===== MATERIAL SHOWN =====

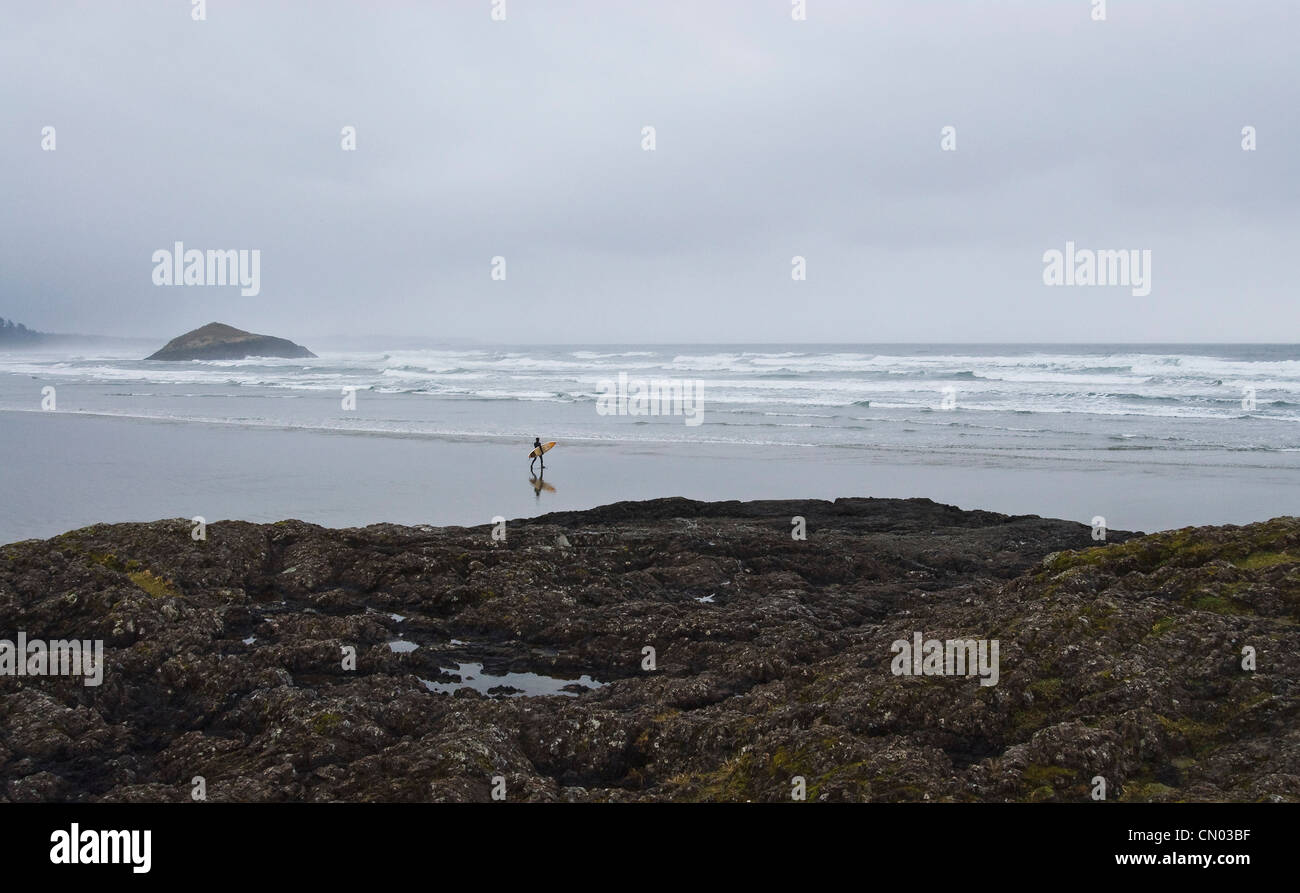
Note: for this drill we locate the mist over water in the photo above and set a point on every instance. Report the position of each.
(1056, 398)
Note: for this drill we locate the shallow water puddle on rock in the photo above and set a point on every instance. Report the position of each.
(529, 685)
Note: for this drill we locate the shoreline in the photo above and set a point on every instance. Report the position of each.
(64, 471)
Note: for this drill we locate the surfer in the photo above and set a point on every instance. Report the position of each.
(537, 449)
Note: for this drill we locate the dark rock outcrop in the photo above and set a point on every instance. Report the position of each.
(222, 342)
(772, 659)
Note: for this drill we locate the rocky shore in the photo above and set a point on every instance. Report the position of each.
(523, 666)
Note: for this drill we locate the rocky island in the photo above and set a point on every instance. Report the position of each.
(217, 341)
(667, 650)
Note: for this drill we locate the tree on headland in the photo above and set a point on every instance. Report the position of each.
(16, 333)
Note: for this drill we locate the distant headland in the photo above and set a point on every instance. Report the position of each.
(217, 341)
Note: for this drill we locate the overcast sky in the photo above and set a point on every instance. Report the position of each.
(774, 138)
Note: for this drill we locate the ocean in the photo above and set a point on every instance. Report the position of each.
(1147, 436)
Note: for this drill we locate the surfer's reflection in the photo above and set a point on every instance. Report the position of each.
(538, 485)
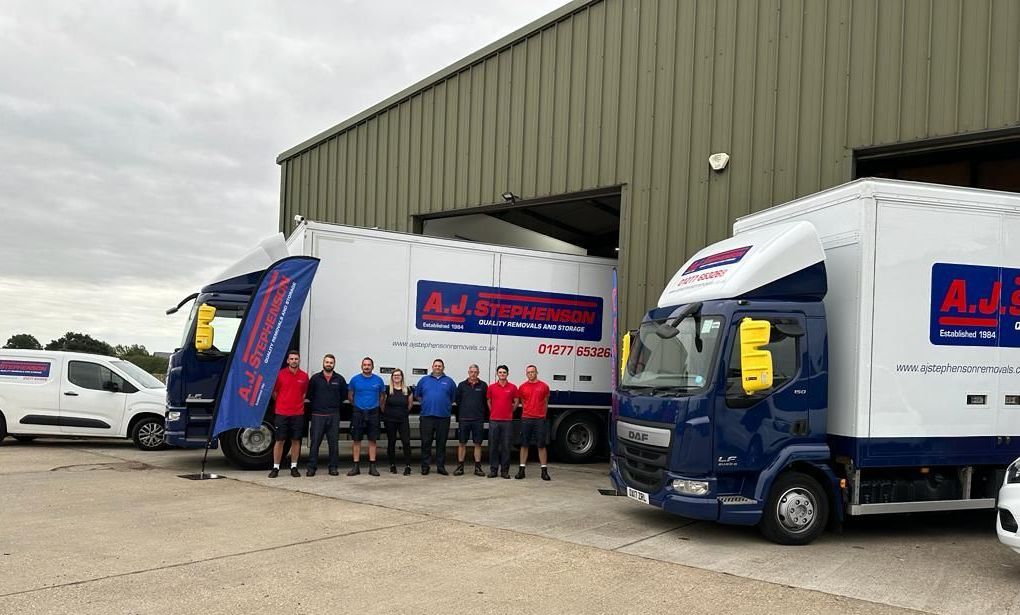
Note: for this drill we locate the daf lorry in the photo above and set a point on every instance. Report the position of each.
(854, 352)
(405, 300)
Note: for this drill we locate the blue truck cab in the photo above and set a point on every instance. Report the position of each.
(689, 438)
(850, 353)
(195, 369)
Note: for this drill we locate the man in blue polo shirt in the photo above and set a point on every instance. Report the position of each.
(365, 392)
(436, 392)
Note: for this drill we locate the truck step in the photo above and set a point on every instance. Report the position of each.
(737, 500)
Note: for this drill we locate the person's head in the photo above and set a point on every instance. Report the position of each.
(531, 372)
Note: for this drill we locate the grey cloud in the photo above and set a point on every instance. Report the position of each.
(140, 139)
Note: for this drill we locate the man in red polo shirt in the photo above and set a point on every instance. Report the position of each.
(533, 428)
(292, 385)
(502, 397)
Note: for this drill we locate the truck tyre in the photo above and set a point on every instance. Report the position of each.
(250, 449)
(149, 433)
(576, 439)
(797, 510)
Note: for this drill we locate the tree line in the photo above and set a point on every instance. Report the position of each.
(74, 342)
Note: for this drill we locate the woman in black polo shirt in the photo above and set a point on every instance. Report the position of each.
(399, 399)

=====
===== MATERIAL SHOWN =====

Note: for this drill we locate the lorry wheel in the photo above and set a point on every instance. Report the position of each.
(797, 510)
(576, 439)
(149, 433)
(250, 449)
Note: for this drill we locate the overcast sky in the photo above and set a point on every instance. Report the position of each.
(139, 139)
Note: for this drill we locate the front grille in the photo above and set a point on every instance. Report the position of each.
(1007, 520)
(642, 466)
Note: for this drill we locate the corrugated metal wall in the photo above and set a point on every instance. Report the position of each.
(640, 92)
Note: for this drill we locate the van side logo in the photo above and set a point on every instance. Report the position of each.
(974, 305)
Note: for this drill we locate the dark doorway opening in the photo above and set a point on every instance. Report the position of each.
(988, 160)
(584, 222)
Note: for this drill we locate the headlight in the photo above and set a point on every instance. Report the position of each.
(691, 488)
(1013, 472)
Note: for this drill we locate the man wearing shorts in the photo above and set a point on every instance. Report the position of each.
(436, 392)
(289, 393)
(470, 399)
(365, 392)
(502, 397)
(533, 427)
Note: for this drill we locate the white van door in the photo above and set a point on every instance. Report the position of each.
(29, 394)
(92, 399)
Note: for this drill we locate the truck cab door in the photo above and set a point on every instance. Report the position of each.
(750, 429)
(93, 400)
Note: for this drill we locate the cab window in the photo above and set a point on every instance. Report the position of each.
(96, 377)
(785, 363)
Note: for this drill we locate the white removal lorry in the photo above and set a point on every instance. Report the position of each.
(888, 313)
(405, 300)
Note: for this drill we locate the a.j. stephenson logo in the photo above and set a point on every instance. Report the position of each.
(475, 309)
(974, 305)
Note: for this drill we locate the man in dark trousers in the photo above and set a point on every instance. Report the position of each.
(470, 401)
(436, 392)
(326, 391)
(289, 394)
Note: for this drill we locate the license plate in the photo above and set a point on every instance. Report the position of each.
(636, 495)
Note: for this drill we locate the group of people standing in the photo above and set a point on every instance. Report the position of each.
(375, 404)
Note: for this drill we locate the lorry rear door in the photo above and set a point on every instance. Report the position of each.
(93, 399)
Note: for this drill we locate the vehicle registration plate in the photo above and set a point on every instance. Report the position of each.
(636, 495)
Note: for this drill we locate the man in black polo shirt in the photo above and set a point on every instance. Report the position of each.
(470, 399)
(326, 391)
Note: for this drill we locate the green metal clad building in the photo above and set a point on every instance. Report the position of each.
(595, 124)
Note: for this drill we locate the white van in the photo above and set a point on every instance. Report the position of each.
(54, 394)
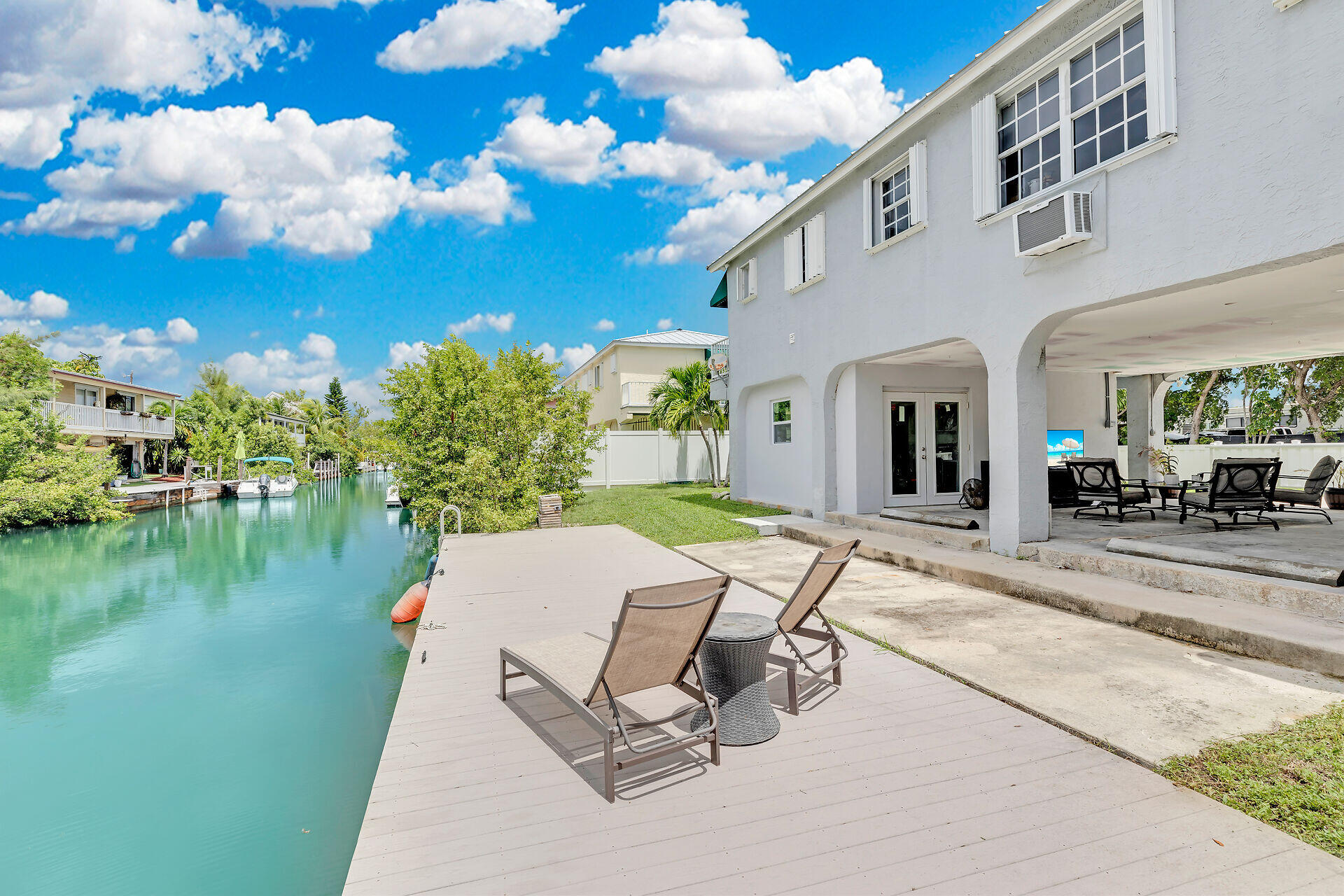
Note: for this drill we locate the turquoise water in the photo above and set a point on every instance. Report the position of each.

=====
===== MATERIAL SHOWN =====

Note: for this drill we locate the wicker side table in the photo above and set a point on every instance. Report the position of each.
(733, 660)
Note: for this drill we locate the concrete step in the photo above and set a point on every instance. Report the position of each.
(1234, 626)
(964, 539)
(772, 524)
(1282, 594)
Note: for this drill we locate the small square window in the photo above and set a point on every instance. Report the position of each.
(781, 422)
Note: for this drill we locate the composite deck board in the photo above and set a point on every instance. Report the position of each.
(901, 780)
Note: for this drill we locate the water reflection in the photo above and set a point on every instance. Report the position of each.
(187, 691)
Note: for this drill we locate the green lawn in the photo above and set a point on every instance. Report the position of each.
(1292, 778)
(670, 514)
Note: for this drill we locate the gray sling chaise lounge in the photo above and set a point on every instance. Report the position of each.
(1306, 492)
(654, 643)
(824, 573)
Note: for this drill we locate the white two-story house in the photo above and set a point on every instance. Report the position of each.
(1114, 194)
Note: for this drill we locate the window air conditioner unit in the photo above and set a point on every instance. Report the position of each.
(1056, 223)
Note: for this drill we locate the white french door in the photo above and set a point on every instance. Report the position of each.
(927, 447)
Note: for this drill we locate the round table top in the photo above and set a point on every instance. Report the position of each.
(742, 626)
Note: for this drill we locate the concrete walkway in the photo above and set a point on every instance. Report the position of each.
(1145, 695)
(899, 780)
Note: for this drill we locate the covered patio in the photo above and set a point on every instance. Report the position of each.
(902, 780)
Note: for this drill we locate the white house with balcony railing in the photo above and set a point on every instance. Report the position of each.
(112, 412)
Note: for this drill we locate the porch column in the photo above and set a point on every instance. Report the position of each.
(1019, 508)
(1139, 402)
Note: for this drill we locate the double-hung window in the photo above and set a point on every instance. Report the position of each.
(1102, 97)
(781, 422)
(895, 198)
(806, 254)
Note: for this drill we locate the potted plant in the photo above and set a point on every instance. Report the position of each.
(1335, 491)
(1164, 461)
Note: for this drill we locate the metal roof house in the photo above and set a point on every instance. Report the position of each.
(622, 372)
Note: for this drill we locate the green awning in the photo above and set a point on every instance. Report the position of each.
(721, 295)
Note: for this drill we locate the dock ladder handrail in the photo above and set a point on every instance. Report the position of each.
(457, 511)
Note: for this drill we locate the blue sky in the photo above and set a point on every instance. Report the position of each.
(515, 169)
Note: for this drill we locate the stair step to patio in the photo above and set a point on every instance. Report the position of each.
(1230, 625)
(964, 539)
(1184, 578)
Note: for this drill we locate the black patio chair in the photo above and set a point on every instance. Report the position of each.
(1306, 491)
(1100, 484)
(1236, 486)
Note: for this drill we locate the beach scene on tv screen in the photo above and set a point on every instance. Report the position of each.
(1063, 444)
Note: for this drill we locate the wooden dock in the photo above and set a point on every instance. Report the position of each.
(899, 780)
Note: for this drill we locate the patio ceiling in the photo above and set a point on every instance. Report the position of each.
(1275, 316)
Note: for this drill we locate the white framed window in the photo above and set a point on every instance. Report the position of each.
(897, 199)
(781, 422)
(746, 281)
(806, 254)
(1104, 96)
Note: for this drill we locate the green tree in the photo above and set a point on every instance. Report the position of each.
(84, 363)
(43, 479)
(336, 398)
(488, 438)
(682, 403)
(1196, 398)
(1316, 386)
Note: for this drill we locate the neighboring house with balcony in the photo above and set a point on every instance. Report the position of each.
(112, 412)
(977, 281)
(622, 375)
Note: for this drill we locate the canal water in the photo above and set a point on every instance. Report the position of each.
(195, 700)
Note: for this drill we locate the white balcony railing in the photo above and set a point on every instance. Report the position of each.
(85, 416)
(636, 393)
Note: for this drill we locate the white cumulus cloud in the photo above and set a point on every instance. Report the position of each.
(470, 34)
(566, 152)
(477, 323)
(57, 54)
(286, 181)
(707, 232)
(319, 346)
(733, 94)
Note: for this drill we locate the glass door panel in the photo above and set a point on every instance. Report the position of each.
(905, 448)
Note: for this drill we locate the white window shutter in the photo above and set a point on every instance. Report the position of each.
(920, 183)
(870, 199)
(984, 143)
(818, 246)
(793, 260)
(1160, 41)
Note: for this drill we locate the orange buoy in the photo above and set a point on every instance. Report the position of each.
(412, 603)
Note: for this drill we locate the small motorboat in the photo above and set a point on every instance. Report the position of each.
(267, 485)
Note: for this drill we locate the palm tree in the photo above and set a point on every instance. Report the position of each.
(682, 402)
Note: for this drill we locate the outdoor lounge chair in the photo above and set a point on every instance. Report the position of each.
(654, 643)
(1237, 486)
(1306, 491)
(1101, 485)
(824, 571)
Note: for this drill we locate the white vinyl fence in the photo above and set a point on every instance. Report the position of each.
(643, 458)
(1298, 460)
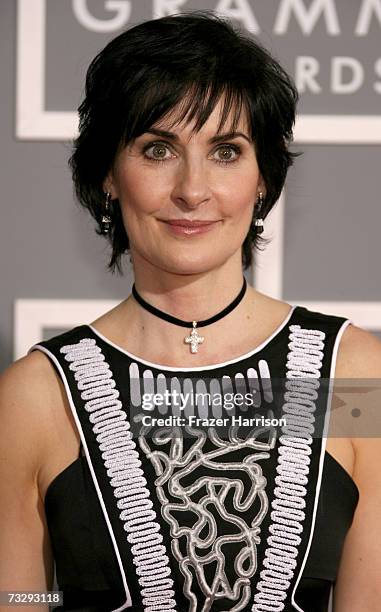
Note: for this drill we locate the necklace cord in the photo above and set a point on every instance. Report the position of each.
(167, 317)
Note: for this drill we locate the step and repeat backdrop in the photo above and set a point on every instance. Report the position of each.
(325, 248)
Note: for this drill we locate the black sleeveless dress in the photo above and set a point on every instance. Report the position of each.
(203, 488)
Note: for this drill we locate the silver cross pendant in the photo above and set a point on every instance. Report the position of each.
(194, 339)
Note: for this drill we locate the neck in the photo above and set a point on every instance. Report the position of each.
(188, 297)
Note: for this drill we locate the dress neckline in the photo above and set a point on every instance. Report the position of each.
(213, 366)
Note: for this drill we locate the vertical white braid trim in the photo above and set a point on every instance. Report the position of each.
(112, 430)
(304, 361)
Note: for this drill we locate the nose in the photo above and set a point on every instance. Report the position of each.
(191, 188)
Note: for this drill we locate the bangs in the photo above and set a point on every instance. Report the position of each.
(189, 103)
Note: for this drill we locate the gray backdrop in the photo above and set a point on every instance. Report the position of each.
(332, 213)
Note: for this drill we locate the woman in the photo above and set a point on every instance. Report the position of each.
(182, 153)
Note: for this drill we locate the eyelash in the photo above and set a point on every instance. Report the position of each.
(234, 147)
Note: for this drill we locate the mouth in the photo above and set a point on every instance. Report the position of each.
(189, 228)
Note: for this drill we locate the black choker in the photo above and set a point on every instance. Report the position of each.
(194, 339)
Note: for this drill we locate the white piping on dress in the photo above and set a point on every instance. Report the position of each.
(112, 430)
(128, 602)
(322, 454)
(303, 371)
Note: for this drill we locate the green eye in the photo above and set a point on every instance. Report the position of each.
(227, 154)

=====

→ **TASK ITEM**: Nothing but the lines above, starting at the line that contains "Note: for this drill we locate the man in black" and ending at the line that contains "Note: for this drill we locate the turquoise", should be given again, exactly and without the pictures.

→ **TASK SOLUTION**:
Note: for this drill we locate the man in black polo shirt in the photo above and set a point on every instance. Report the position of each.
(470, 399)
(326, 391)
Note: for this drill we locate the green metal clad building in the photo above and set a point on every instance. Report the position of each.
(595, 124)
Note: for this drill we locate the white van in the photo above and set a point on every instance. Report the position of each.
(54, 394)
Note: for this drill we locate the turquoise water in the photo above and set a point on every instance. Report the position of each.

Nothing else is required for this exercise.